§ EXERCISE:
Can you extract, word for word, the lines of the records below from the one containing "formatted like (615,10)" through the one containing "Target: electrical outlet"?

§ EXTRACTED DATA:
____________________

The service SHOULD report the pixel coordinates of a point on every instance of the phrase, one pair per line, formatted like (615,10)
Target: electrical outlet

____________________

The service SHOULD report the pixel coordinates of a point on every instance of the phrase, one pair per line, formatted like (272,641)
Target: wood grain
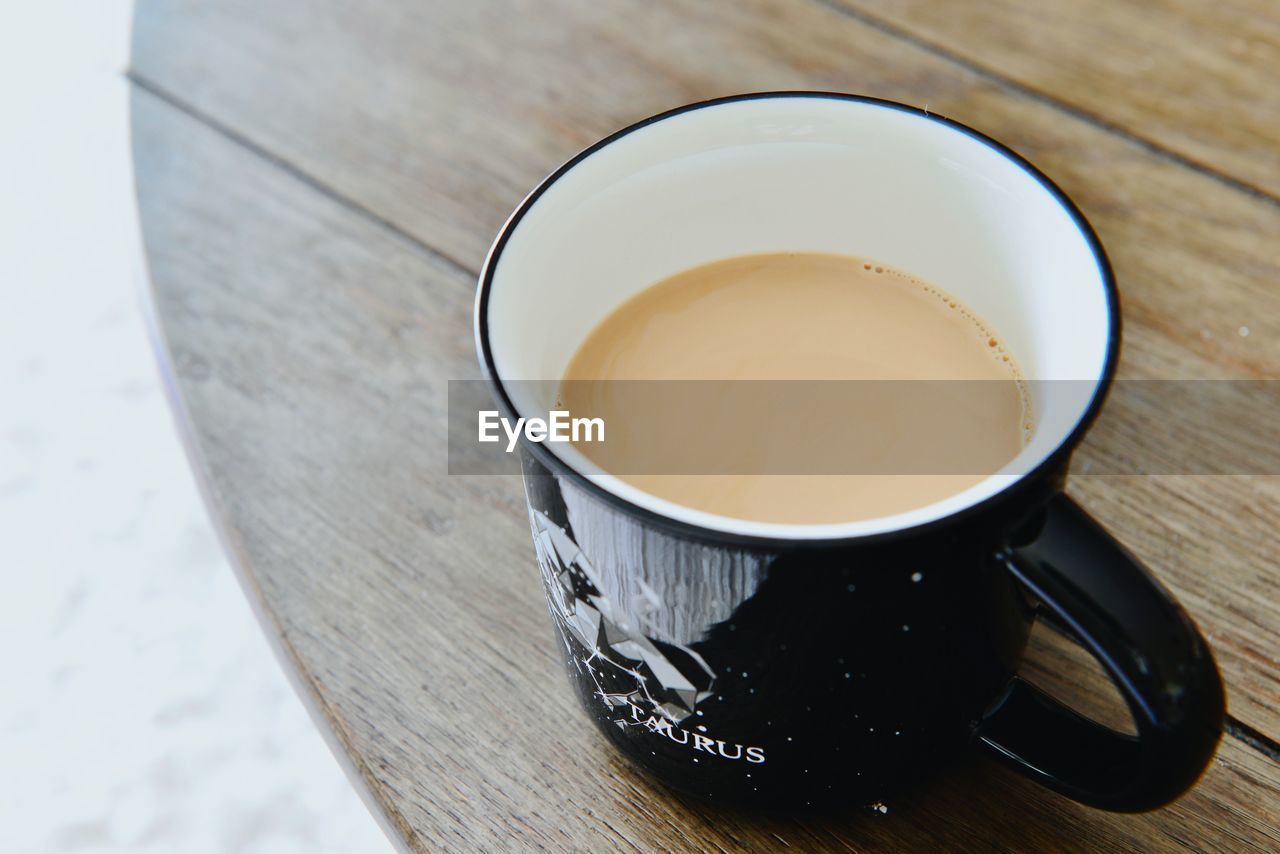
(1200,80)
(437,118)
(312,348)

____________________

§ SOLUTION FOR THIS EXERCISE:
The service SHOULD report the pixel coordinates of a point on every instance of the phrase, one pair per line, formatted like (615,10)
Target: electrical outlet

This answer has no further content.